GIVEN DATA:
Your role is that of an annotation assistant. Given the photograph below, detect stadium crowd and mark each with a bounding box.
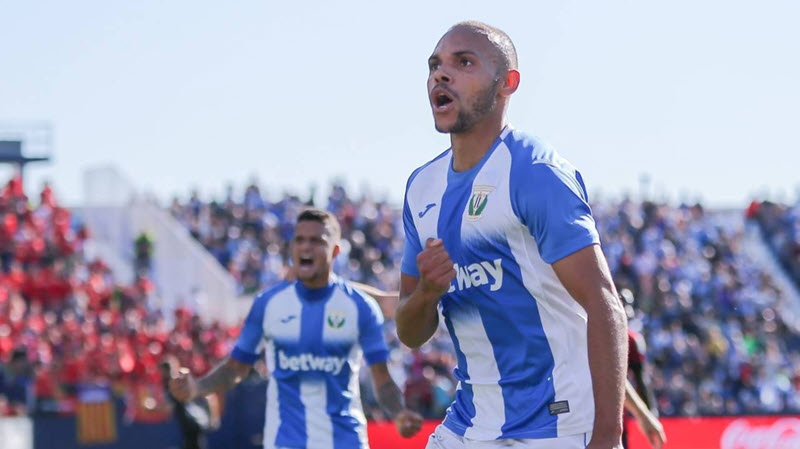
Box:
[171,184,800,417]
[6,172,800,418]
[0,177,238,418]
[594,201,800,416]
[747,201,800,286]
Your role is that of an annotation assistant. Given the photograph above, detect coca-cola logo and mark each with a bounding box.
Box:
[720,418,800,449]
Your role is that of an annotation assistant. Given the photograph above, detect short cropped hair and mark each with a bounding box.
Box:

STATED GOAL: Change "annotation assistant" to "labeling assistant" everywhere in the data above and write the data out again with nothing else altered. Leave the pictures out of your copy.

CORRECT RESULT:
Your role is that of an labeling assistant. Given the photograph below, detect stadium crowd and mark each with a bounding box.
Box:
[171,184,800,417]
[6,172,800,418]
[0,177,238,418]
[594,201,800,416]
[747,201,800,286]
Your role is that of an labeling assistant. Given the photograph above, detect coca-cola logo and mark each with a bounding box.
Box:
[720,418,800,449]
Your role is that of an labeling assistant. Given the photograph above, detect short cropped hair and mark each with a bounding box.
Box:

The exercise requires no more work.